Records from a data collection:
....

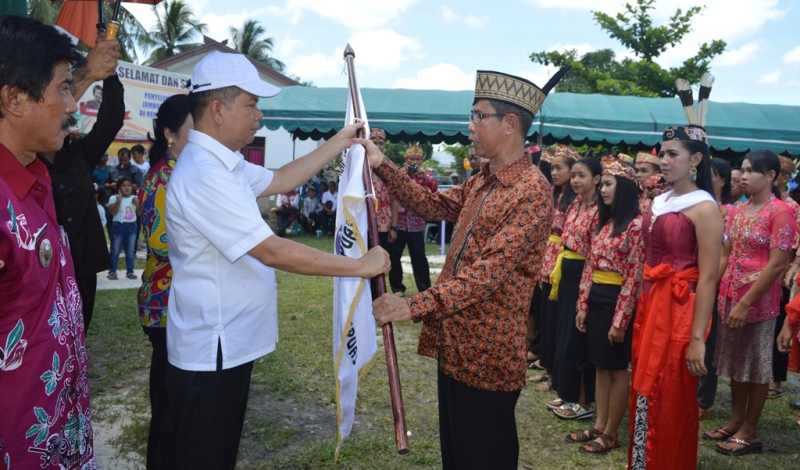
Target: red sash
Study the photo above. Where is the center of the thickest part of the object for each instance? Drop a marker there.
(669, 288)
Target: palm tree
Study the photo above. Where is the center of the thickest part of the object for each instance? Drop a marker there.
(175, 27)
(43, 10)
(249, 42)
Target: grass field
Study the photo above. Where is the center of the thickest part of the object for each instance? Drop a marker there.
(291, 420)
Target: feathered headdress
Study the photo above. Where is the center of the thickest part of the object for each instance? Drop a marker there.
(696, 116)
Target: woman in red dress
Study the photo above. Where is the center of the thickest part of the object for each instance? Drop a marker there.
(683, 242)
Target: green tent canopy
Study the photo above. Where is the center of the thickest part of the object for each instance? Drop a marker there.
(441, 116)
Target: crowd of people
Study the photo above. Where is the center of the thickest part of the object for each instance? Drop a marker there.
(656, 275)
(631, 285)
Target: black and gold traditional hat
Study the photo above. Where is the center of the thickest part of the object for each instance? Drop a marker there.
(696, 116)
(499, 86)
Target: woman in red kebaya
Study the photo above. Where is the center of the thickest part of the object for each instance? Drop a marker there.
(609, 290)
(683, 243)
(573, 374)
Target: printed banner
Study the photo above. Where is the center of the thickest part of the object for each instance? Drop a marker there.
(145, 89)
(354, 338)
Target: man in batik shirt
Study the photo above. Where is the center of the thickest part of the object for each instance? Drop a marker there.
(45, 419)
(475, 317)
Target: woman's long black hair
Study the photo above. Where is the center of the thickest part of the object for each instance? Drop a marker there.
(762, 162)
(171, 115)
(569, 193)
(623, 209)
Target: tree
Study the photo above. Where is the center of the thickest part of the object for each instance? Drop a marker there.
(250, 41)
(601, 72)
(175, 27)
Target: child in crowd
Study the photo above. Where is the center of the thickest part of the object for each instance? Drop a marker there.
(124, 208)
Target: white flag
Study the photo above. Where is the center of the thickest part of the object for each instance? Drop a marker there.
(354, 339)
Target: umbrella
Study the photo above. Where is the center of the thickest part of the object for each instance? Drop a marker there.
(81, 17)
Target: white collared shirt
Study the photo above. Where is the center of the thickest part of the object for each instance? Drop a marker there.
(219, 293)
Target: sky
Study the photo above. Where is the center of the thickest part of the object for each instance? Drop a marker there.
(440, 44)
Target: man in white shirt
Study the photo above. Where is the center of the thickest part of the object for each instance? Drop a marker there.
(223, 299)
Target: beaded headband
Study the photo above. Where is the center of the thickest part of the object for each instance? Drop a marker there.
(414, 149)
(647, 157)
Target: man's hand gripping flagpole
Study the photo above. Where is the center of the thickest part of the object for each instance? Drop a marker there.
(401, 435)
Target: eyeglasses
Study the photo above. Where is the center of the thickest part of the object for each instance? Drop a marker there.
(476, 116)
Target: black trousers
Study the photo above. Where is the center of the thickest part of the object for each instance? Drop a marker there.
(87, 286)
(707, 384)
(207, 411)
(572, 347)
(477, 428)
(159, 437)
(419, 262)
(780, 361)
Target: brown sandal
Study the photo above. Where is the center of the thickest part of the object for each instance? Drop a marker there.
(583, 436)
(607, 443)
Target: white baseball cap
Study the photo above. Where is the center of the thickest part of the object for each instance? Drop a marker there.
(220, 70)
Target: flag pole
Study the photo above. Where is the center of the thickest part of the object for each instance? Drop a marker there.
(398, 412)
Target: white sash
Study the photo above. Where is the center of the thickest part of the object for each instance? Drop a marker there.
(664, 204)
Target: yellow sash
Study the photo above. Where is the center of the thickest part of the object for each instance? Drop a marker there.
(607, 277)
(555, 276)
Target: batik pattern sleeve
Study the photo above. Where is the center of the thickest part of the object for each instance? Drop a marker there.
(631, 264)
(586, 279)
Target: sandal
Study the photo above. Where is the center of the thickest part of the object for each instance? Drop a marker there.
(754, 447)
(724, 435)
(538, 378)
(557, 403)
(775, 393)
(705, 414)
(544, 386)
(575, 411)
(607, 443)
(534, 365)
(583, 436)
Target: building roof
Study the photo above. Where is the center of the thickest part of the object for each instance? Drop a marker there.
(185, 61)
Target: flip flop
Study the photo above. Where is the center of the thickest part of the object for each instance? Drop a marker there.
(557, 403)
(578, 412)
(609, 443)
(583, 436)
(538, 378)
(725, 435)
(544, 386)
(775, 393)
(754, 447)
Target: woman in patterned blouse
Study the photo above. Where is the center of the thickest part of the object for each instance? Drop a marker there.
(172, 125)
(610, 287)
(560, 162)
(573, 374)
(758, 249)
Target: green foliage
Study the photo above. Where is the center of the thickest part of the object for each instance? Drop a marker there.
(175, 28)
(249, 41)
(601, 72)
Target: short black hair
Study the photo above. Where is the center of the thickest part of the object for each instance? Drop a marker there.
(525, 116)
(29, 54)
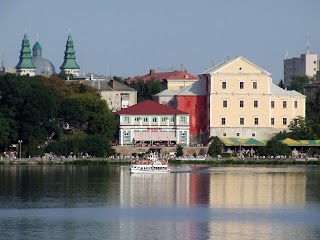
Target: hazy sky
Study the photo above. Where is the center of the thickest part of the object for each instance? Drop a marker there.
(130, 37)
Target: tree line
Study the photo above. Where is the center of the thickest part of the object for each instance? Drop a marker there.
(54, 115)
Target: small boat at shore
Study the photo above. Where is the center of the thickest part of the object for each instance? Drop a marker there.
(150, 164)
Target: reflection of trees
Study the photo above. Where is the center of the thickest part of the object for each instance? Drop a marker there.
(57, 186)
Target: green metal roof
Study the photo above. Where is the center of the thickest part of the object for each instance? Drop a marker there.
(69, 56)
(25, 55)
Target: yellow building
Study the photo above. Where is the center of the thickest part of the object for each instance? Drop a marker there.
(243, 102)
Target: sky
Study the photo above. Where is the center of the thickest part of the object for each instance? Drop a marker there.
(127, 38)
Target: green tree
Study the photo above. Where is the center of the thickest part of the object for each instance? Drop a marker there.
(215, 147)
(179, 151)
(72, 112)
(99, 117)
(301, 129)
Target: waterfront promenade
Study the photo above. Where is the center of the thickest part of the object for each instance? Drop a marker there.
(182, 160)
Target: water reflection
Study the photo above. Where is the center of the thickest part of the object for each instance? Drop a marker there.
(99, 202)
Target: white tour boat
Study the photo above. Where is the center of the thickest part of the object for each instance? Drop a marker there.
(150, 164)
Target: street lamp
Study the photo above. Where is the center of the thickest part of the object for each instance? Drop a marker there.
(20, 141)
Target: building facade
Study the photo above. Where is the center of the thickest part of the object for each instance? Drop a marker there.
(152, 124)
(243, 102)
(306, 65)
(191, 100)
(174, 80)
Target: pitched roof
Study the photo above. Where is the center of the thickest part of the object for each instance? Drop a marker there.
(164, 76)
(229, 61)
(276, 90)
(149, 107)
(196, 89)
(107, 85)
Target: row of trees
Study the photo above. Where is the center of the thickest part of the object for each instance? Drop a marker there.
(41, 111)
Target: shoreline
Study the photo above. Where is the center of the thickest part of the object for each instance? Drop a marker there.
(126, 161)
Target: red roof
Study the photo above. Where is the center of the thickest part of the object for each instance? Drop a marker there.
(165, 76)
(149, 107)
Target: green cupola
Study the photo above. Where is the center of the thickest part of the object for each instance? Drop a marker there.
(70, 65)
(25, 65)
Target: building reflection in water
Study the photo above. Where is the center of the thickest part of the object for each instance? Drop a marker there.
(227, 189)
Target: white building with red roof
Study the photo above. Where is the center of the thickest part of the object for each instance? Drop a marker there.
(174, 80)
(154, 124)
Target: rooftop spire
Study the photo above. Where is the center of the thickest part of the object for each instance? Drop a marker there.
(25, 55)
(69, 64)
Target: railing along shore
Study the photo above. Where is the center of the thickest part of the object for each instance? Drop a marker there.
(182, 160)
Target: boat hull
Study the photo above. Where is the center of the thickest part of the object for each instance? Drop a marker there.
(149, 169)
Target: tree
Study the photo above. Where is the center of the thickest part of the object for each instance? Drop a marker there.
(179, 151)
(72, 112)
(215, 147)
(301, 129)
(99, 118)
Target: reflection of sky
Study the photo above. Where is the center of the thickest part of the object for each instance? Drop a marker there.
(160, 223)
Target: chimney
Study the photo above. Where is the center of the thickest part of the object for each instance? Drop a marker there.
(111, 83)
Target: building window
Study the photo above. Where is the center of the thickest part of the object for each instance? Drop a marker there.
(241, 103)
(284, 121)
(223, 121)
(272, 104)
(183, 120)
(284, 104)
(225, 103)
(241, 121)
(126, 119)
(254, 85)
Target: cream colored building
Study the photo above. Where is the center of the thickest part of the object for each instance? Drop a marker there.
(243, 102)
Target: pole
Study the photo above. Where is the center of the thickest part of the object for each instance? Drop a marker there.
(20, 141)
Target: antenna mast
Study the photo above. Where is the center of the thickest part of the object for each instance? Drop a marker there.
(2, 64)
(308, 43)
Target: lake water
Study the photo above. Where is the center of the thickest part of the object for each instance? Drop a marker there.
(192, 202)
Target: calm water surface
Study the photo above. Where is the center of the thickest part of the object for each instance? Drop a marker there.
(106, 202)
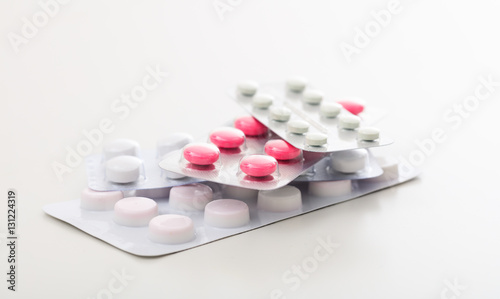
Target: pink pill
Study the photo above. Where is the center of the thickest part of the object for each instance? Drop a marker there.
(250, 126)
(227, 137)
(258, 165)
(201, 153)
(354, 108)
(281, 150)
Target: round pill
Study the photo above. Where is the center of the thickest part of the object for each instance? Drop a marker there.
(201, 153)
(99, 201)
(353, 107)
(281, 150)
(284, 199)
(262, 101)
(313, 97)
(120, 147)
(316, 139)
(248, 88)
(171, 229)
(250, 126)
(190, 198)
(123, 169)
(330, 109)
(296, 84)
(349, 161)
(330, 188)
(368, 133)
(135, 211)
(227, 137)
(258, 165)
(297, 126)
(279, 113)
(227, 213)
(349, 122)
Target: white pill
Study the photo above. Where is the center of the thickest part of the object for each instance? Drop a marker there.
(330, 188)
(279, 113)
(313, 97)
(99, 201)
(349, 122)
(123, 169)
(368, 133)
(190, 198)
(349, 161)
(284, 199)
(262, 101)
(171, 229)
(248, 88)
(298, 126)
(135, 211)
(316, 139)
(330, 109)
(296, 84)
(120, 147)
(227, 213)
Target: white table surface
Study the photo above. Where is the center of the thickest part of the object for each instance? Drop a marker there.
(413, 241)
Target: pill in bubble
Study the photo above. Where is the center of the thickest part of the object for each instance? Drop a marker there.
(171, 229)
(281, 150)
(201, 153)
(316, 139)
(250, 126)
(248, 88)
(330, 109)
(123, 169)
(258, 165)
(313, 97)
(262, 101)
(279, 113)
(349, 122)
(227, 137)
(227, 213)
(368, 133)
(284, 199)
(135, 211)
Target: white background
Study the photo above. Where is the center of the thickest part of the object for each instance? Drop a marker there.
(412, 241)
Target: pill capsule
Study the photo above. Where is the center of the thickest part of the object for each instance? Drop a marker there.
(258, 165)
(281, 150)
(201, 153)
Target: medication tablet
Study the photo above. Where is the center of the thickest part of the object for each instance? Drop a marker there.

....

Scan the records above for the string "crowd", then copy each line where it turns up.

Target: crowd of people
Target: child in crowd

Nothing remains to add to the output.